- [Text]
Curb Appeal: The Psychology of Moving Buyers from Cab to Curb to Contract

August 13, 2014

Great neighborhood? Check. Great apartment? Check. Curb appeal?

Killer first impressions can be long lasting — and whether it’s a newly advertised flavor of Ben & Jerry’s, an ad for Tory Burch’s latest shoe collection —or finding new digs, “love at first sight” spot-on marketing moments play a sizeable role in how we make our decisions.

Industry experts note that a large percentage of a house hunter’s decision to explore a property further than the curb is based the project’s “wow” factor. Truth is, it sets the “perception” stage of what’s to come beyond a grand entrance or swanky lobby that was designed to provide a sense of arrival and belonging. Obviously, at the end of the day, a building’s outside will only persuade potential buyers to see more, and first impressions can vary from one individual to the next, but the “I was meant to live here” moment is fairly universal.

551West21 by Norman Foster, Norman foster, 551w21, starchitecture chelsea, foster+partners, 551w21Inside Norman Foster’s 551W21. The architect design both the interior and exterior

Incorporating couture-type exteriors and interiors by elite “brands” that range from Robert A.M. Stern, Norman Foster, Frank Gehry and Richard Meier to Fendi, Armani and Mick Jagger offspring, Jade Jagger — superstar architects and interior designers — can lure buyers long before arriving at the front door because time and again, these individuals are just the ticket for setting the tone (and price tag) of what lies ahead. And because buyers pretty much decide whether or not to cross a front door’s threshold based on initial gut reactions, even our city’s older buildings feel the pressure to step up and convert “tired” lobbies into something spiffier by way of restorations, fixtures, furnishings and upgraded staff uniforms. Even the entranceway gets a makeover via more appealing landscaping, freshly painted doors and classier awnings.

But keep in mind that beyond creating great curb appeal, developers must also meet the recent and increasing demand for “I can top that” in-home and communal amenities that surpass the now ubiquitous in-home washer and dryers, landscaped rooftops with grill areas and private wine storage. In an attempt to leave competitors in the dust, the latest generation list of must-haves now include squash, tennis and basketball courts, business centers with on-hand techies, in-home recharging docking stations for just about anything out there on the planet, central vacuum systems, smart building technology linked to mobile phones for making sure doors are locked, coffeemakers turned off or, say, turning on the AC just prior returning home.

(Collection entries)
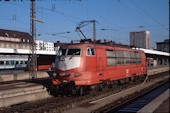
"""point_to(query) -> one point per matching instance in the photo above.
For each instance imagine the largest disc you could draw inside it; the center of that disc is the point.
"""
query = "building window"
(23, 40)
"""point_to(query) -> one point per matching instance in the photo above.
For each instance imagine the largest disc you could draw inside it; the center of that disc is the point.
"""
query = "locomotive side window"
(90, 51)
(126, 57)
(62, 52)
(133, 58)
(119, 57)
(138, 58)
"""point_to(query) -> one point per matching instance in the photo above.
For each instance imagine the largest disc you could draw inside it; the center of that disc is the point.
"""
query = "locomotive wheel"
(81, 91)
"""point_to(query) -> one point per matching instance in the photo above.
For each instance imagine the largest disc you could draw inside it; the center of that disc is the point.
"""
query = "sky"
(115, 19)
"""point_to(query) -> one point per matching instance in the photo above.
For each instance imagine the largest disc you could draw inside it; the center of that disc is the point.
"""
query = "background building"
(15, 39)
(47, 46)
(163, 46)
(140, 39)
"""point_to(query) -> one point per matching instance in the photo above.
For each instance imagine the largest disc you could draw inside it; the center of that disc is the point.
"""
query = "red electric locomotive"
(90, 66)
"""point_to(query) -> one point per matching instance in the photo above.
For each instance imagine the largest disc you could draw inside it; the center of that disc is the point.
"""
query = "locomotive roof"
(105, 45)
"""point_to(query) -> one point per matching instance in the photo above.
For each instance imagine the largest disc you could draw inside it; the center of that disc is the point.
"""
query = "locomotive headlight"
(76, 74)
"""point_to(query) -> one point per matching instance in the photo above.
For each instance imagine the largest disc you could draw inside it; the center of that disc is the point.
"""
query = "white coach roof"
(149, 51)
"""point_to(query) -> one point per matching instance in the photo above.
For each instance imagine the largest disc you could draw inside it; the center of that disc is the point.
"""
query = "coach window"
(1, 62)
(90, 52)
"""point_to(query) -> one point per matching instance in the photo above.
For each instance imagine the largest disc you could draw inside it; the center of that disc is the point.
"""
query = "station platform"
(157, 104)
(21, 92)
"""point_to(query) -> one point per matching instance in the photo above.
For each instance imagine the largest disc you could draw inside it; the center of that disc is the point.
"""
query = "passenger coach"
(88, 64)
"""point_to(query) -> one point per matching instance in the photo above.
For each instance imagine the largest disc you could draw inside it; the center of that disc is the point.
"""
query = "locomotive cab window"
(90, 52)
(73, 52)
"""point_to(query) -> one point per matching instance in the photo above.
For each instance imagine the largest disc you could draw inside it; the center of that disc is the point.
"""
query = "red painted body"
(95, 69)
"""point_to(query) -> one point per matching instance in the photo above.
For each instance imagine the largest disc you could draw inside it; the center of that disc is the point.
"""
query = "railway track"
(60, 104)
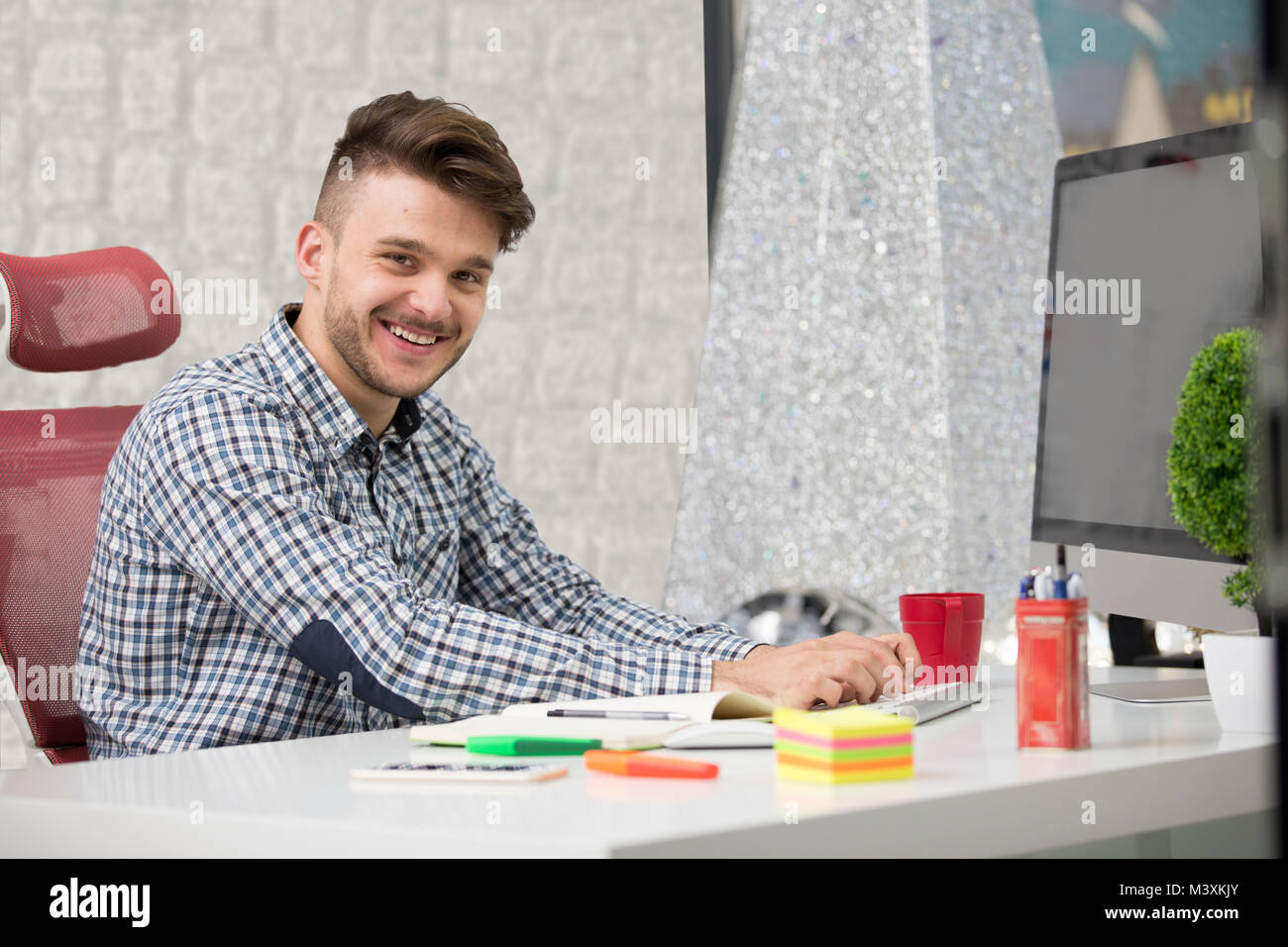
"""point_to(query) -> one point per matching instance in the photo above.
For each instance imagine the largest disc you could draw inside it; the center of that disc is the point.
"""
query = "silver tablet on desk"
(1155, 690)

==

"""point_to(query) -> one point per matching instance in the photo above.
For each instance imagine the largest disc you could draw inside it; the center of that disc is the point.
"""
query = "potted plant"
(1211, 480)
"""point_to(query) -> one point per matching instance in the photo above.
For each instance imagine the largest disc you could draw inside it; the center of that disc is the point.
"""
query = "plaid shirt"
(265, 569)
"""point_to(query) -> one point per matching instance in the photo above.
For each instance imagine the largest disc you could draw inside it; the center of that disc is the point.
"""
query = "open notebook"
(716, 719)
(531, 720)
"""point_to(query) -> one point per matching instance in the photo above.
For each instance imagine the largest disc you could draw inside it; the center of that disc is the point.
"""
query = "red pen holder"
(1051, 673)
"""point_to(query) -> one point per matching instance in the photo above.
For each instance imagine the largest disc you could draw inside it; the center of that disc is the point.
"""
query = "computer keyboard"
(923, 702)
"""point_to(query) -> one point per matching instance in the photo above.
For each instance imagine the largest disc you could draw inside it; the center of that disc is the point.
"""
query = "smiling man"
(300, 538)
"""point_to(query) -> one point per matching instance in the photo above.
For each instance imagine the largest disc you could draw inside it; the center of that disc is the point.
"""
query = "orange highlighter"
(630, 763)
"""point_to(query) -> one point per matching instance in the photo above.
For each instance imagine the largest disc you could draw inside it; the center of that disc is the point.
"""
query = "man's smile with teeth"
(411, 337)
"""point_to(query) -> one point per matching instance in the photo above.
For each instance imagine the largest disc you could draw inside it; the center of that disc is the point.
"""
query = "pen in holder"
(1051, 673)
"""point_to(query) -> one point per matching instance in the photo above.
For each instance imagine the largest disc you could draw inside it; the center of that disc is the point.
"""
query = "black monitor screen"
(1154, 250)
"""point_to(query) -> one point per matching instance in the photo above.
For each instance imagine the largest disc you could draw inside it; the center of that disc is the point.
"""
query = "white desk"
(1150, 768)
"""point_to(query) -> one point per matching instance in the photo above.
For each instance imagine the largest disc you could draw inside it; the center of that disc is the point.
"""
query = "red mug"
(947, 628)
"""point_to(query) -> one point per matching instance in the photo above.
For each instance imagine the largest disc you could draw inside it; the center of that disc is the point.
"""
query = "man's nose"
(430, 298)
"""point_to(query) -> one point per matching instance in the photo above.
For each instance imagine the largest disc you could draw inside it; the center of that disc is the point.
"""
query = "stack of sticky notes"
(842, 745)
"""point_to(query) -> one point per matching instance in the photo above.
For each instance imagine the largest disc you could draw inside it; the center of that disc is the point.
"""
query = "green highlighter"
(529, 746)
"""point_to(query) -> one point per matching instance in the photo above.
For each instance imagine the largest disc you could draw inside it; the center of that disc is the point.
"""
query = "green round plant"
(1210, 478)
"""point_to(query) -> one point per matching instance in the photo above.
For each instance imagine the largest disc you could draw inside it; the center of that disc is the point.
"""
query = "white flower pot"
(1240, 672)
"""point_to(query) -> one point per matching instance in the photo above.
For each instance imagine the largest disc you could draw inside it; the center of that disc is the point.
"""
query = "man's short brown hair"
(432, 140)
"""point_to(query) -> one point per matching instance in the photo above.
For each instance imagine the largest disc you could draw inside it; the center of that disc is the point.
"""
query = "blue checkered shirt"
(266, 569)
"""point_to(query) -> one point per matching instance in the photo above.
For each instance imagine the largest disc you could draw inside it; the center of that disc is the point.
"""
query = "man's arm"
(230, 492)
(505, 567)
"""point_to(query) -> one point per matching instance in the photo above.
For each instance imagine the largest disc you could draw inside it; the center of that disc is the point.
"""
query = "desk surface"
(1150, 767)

--

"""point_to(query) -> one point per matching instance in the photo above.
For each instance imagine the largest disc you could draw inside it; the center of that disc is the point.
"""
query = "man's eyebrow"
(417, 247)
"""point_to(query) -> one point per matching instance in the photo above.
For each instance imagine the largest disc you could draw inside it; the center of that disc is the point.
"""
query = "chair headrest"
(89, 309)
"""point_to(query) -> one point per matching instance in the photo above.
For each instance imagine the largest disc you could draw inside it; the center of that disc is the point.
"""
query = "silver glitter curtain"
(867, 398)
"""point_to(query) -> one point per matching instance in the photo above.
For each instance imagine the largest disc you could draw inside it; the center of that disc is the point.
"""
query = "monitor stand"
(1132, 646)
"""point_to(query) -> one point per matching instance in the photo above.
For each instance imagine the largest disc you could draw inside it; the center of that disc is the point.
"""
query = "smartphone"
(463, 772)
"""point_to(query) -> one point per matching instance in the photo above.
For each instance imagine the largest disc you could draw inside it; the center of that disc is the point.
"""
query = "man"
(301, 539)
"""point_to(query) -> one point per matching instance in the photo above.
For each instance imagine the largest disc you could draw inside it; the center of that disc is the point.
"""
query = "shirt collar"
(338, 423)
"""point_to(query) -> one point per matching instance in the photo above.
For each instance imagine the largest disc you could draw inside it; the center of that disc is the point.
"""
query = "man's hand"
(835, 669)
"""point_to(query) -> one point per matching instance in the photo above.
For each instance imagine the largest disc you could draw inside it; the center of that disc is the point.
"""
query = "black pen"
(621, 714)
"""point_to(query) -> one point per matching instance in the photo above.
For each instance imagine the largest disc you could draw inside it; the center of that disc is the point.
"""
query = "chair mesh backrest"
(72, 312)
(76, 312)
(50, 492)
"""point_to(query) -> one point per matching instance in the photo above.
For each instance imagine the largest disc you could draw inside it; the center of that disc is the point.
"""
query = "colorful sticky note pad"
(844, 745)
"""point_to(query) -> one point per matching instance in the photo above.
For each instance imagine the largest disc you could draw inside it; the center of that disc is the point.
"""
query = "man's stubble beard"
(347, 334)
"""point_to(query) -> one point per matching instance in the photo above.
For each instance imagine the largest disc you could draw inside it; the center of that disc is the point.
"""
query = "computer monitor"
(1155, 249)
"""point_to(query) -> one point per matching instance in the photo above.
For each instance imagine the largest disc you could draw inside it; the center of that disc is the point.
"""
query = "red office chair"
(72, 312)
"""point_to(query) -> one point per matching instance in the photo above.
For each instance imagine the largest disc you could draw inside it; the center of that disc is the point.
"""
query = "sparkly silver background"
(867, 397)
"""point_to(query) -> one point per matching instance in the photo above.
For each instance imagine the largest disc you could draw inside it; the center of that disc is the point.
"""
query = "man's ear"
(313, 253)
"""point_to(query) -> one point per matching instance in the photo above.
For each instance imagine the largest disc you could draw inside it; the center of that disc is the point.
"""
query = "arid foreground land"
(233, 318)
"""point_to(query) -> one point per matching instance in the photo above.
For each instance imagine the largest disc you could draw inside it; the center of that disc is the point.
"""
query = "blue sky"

- [Stated task]
In the curb appeal article, copy the passage starting with "Curb Appeal: The" and going on through "make our decisions.", changing "flavor" to "variety".

- [Response below]
Curb Appeal: The Psychology of Moving Buyers from Cab to Curb to Contract

August 13, 2014

Great neighborhood? Check. Great apartment? Check. Curb appeal?

Killer first impressions can be long lasting — and whether it’s a newly advertised variety of Ben & Jerry’s, an ad for Tory Burch’s latest shoe collection —or finding new digs, “love at first sight” spot-on marketing moments play a sizeable role in how we make our decisions.